=== Passage provided ===
▬▬▬▬▬▬
The most painful loneliness is to be next to your spouse and yet be unable to transmit your inner feelings, even as external messages are transmitted instantaneously from one hemisphere to another. It is painful loneliness for married couples to keep secrets from each other for years. It is painful when dialogue is non-existent between children and parents, between children and teachers, between children and clergy. There is no more cruel loneliness than for a family to sit for hours in front of the television without speaking a word among themselves. We live in a difficult time. Loneliness is at an all-time high. Man is lost. God is silent.
In this loneliness, in this desolation of the cities, in this apparent absence of God, man is called to gather his thoughts, to come to his senses, to put aside his many worldly preoccupations and to retire to his place of prayer speechless, naked, a child so that God may speak to him, clothe him, and endow him with spiritual maturity. Then his loneliness will become the divine loneliness of liberation and he will achieve a sense of fullness. Only such radical loneliness leads to a fundamental understanding and experience of God, destroying every hesitation, doubt and torment.
▬▬▬▬▬▬
=== Challenge 1 ===
Answer these questions about the passage on loneliness:
(a) What situation does the passage call the most cruel loneliness?
(b) Where is man called to retire?
(c) What does radical loneliness lead to, according to the passage?
=== Challenge 2 ===
Write out the passage on loneliness word for word, beginning at the words "The most painful" and stopping after "God is silent.".
▬▬▬▬▬▬
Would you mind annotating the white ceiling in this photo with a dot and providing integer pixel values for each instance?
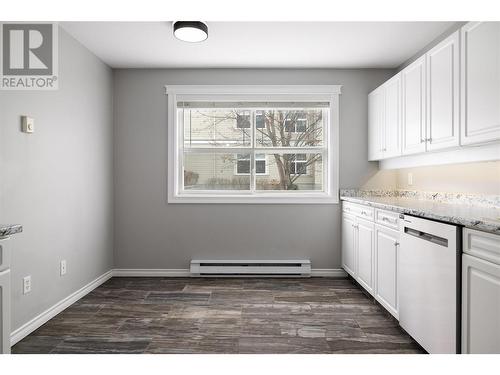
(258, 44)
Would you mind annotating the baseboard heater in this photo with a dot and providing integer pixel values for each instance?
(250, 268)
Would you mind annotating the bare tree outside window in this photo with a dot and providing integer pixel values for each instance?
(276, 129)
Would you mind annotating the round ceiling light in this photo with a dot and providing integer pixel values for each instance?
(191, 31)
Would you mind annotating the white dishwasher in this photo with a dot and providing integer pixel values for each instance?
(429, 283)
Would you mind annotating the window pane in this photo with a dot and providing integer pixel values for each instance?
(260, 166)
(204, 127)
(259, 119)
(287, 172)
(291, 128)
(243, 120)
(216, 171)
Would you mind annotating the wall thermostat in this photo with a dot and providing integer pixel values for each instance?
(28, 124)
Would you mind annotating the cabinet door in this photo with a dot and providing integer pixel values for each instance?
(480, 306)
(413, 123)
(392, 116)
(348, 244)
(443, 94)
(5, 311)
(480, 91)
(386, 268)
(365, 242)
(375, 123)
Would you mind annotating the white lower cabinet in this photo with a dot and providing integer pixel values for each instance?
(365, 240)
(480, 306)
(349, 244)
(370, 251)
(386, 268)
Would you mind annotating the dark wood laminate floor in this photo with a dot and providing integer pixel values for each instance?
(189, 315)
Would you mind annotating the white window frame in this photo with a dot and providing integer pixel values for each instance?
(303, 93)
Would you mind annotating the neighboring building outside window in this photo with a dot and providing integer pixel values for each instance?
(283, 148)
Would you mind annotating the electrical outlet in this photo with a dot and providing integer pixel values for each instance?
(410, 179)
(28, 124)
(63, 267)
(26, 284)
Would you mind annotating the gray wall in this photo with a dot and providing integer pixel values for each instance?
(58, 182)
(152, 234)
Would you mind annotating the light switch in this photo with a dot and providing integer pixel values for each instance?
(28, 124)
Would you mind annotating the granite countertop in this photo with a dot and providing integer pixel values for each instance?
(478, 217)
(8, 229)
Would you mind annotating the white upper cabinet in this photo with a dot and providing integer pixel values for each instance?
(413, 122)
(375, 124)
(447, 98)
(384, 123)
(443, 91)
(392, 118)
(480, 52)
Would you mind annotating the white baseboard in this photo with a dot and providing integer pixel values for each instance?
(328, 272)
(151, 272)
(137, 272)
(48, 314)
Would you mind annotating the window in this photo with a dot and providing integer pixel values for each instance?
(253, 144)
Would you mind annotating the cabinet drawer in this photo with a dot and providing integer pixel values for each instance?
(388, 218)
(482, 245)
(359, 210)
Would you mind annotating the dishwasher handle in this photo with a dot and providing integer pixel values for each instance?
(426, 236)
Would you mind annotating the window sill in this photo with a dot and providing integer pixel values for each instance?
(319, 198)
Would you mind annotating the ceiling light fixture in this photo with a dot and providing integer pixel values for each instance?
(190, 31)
▬▬▬▬▬▬
=== Finished answer 1 ===
(a) A family sitting for hours in front of the television without speaking a word among themselves.
(b) To his place of prayer.
(c) A fundamental understanding and experience of God.

=== Finished answer 2 ===
The most painful loneliness is to be next to your spouse and yet be unable to transmit your inner feelings, even as external messages are transmitted instantaneously from one hemisphere to another. It is painful loneliness for married couples to keep secrets from each other for years. It is painful when dialogue is non-existent between children and parents, between children and teachers, between children and clergy. There is no more cruel loneliness than for a family to sit for hours in front of the television without speaking a word among themselves. We live in a difficult time. Loneliness is at an all-time high. Man is lost. God is silent.